Your instructions - Only those lines in the data below from the line containing "positive clicks: (107, 553)" through the line containing "235L109 278L95 391L119", both included, should be restated word for word.

--- Raw data Enclosed Below ---

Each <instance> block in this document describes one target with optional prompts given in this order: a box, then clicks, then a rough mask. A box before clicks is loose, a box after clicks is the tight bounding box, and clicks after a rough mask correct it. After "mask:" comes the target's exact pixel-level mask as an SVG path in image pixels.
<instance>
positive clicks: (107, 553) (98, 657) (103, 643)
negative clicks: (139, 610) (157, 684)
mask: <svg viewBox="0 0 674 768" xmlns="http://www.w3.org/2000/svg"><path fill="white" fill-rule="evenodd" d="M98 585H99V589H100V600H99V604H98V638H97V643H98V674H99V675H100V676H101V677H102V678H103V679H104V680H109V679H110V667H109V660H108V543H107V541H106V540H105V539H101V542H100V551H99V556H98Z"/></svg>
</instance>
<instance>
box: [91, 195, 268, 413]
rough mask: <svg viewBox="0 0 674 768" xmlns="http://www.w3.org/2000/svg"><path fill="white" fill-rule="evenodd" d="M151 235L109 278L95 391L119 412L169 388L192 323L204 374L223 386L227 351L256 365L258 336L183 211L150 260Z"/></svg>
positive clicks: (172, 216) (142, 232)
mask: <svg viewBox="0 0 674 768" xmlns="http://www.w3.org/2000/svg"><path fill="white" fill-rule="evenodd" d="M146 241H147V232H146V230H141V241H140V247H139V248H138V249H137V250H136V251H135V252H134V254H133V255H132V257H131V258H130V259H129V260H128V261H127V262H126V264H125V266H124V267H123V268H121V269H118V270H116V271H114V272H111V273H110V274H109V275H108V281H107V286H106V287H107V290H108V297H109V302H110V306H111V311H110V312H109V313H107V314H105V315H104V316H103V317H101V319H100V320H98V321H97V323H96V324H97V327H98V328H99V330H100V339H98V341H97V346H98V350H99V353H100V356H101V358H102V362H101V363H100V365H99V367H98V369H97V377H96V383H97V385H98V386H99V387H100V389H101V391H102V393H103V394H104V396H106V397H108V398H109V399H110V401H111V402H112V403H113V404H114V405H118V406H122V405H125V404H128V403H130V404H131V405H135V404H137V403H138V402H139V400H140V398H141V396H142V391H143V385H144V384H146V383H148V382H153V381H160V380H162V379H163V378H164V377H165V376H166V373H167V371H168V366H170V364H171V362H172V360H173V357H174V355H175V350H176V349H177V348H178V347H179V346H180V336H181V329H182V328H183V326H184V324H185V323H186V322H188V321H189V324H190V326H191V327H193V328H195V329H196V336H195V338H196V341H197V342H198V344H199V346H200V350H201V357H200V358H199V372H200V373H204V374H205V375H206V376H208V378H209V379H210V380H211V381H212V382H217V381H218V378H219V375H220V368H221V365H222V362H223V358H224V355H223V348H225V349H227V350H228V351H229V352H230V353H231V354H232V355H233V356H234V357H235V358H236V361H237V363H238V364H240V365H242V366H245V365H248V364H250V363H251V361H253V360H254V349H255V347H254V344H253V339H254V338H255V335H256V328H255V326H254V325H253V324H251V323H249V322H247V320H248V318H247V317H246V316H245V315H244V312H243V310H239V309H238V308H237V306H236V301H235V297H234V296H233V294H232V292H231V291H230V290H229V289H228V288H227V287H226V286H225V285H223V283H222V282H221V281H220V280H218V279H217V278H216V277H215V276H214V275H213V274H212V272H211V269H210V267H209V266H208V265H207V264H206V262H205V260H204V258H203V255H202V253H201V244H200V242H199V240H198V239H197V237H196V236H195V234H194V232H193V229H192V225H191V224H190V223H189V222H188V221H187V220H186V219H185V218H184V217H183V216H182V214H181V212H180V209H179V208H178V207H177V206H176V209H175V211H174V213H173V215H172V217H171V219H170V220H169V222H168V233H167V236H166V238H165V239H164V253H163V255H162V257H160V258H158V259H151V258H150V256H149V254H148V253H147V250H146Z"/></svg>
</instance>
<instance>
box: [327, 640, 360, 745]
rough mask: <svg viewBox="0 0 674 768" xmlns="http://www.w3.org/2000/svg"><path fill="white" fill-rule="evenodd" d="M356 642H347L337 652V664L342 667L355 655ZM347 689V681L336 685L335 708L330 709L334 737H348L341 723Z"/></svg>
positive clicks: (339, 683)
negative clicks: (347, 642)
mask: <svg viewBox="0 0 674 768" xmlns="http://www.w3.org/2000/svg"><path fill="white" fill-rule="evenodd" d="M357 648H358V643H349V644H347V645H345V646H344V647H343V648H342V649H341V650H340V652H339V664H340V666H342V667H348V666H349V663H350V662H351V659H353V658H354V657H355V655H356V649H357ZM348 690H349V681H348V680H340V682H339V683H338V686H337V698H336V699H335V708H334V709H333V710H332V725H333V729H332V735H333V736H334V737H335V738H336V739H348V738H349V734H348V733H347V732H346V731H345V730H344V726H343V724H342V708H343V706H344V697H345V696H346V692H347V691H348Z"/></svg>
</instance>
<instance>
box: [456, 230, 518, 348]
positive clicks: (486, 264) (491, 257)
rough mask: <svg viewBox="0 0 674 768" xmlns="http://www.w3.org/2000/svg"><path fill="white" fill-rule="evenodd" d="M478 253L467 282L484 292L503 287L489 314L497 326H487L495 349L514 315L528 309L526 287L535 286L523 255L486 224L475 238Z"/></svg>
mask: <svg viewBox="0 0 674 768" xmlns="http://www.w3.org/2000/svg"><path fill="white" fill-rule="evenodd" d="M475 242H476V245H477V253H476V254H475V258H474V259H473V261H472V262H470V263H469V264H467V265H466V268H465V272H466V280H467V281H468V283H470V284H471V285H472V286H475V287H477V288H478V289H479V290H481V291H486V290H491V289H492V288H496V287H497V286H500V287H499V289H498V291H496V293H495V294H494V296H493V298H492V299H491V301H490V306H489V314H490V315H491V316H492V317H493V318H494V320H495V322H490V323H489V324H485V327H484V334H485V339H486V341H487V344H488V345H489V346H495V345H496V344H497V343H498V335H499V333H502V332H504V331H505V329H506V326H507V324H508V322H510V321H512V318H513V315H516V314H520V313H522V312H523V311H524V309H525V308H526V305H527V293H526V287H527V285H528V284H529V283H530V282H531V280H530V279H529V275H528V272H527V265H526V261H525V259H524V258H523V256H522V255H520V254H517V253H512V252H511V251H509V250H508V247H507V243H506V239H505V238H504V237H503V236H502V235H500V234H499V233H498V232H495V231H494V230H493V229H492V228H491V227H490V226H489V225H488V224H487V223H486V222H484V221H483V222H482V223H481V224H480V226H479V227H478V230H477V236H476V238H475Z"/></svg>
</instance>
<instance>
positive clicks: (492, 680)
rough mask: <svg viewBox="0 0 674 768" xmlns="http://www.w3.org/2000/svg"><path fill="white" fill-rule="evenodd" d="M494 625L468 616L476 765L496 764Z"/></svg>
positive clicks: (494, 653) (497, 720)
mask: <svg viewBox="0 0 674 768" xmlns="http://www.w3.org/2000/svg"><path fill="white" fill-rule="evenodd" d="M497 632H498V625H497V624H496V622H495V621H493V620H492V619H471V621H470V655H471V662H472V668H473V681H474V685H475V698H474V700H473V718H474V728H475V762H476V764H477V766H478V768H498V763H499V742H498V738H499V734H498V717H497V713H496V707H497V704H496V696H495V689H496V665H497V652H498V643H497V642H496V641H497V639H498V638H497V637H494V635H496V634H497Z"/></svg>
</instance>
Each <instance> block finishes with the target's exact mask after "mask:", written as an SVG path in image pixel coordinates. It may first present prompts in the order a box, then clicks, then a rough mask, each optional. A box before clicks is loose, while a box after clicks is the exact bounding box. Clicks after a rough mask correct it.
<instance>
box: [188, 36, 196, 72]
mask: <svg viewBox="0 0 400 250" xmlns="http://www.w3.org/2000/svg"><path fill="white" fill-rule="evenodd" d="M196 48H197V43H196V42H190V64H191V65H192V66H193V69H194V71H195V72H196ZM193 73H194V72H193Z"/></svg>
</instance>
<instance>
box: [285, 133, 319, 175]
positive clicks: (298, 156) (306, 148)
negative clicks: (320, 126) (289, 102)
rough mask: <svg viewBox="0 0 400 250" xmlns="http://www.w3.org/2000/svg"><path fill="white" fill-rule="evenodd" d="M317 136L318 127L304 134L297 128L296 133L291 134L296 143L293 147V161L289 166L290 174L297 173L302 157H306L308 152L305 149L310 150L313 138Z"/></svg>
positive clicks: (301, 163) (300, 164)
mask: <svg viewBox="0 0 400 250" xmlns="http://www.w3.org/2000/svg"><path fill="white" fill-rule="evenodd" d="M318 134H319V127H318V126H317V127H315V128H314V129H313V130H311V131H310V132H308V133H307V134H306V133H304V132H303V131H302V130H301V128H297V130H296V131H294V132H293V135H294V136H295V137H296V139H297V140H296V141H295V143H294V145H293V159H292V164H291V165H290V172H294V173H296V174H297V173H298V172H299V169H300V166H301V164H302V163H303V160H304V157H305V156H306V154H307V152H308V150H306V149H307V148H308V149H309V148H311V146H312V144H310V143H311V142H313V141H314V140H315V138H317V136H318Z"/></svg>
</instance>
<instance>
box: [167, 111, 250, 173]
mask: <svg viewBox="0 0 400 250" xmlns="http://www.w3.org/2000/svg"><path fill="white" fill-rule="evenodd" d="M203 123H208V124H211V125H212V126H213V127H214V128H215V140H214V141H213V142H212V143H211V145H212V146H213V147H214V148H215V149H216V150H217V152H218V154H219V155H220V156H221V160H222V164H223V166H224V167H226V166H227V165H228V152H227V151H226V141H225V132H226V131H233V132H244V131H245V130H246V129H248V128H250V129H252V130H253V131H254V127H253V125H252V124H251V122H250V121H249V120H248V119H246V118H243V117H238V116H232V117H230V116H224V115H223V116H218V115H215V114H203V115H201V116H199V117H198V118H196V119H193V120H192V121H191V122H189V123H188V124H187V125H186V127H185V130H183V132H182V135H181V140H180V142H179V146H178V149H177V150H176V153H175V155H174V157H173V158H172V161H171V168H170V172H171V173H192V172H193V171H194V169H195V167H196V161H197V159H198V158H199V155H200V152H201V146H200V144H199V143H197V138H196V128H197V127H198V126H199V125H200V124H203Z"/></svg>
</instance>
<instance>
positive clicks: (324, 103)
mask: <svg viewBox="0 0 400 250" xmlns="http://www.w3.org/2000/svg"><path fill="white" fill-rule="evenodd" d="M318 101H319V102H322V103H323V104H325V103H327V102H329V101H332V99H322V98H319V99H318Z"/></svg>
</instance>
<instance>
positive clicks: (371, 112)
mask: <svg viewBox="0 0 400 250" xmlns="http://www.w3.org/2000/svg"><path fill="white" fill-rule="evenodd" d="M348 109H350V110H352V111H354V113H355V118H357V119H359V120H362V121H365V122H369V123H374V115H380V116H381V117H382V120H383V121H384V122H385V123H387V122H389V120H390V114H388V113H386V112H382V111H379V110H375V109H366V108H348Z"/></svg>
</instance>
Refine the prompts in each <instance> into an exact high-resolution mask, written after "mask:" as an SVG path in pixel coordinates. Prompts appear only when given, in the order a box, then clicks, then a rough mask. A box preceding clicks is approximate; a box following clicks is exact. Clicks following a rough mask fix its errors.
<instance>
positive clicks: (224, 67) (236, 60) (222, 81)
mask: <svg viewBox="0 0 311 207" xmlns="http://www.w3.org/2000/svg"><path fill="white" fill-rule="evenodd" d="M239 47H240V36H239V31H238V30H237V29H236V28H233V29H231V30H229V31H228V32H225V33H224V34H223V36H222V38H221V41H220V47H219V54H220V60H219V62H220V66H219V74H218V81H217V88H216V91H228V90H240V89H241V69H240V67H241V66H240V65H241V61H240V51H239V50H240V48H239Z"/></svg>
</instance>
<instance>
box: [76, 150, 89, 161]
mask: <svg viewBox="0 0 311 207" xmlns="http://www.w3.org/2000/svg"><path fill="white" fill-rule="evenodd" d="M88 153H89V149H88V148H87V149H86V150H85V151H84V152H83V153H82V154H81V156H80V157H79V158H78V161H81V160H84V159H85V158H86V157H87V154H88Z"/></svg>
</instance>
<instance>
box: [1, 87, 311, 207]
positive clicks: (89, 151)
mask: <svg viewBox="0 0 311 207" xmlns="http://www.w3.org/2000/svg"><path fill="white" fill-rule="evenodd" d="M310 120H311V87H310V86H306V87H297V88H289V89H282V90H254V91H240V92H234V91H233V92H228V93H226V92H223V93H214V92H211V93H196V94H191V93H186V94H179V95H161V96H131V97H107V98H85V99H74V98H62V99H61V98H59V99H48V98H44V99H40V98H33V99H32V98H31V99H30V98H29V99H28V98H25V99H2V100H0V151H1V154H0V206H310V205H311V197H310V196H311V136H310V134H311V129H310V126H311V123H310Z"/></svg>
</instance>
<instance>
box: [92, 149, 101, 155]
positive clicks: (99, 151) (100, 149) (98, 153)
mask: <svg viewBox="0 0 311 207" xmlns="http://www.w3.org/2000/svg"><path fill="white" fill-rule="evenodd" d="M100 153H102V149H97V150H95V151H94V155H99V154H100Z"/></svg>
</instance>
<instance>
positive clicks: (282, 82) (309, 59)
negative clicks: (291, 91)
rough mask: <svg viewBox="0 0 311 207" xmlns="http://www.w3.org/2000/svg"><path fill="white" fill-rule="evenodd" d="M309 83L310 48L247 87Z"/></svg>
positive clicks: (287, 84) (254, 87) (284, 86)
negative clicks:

--- End of Enclosed Raw data ---

Your response -
positive clicks: (107, 553) (98, 657) (103, 643)
negative clicks: (139, 610) (157, 684)
mask: <svg viewBox="0 0 674 768" xmlns="http://www.w3.org/2000/svg"><path fill="white" fill-rule="evenodd" d="M98 585H99V589H100V600H99V604H98V638H97V643H98V674H99V675H100V676H101V677H102V678H103V679H104V680H109V679H110V667H109V660H108V543H107V541H106V540H105V539H101V542H100V551H99V556H98Z"/></svg>
</instance>
<instance>
box: [91, 195, 268, 413]
rough mask: <svg viewBox="0 0 674 768" xmlns="http://www.w3.org/2000/svg"><path fill="white" fill-rule="evenodd" d="M151 235L109 278L95 391L119 412L169 388L192 323L204 374L223 386L227 351L256 365L258 336L183 211L150 260Z"/></svg>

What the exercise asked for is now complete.